(Data extracts begins)
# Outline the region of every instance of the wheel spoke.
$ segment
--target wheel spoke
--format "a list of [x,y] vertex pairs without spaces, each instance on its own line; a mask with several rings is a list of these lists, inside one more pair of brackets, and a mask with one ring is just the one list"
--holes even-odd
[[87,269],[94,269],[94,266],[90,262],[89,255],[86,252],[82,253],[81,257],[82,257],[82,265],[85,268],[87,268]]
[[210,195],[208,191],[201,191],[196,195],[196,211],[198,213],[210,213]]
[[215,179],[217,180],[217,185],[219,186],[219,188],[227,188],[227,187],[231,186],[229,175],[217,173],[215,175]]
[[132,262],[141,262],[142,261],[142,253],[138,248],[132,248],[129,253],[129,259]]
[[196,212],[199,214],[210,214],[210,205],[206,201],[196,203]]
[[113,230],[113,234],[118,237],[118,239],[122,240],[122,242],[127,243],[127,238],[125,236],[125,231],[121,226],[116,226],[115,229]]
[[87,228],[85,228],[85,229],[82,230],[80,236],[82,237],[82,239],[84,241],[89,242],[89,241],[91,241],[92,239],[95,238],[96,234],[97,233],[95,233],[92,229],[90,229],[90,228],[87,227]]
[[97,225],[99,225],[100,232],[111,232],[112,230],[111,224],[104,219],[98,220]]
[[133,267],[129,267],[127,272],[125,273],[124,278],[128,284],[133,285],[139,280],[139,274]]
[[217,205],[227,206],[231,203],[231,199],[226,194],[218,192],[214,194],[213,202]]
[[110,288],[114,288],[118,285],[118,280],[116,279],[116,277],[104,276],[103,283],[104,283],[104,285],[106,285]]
(Data extracts ends)
* Activity
Here the output must be the lines above from the line with "--target wheel spoke" to the line with "list of [x,y]", both included, duplicated word for word and nothing else.

* Task solution
--target wheel spoke
--format "a list of [x,y] vertex pairs without spaces, each instance on its own line; a mask with several rings is a list of these lists, inside one more pair of brackets, and a mask with one ring is just the one list"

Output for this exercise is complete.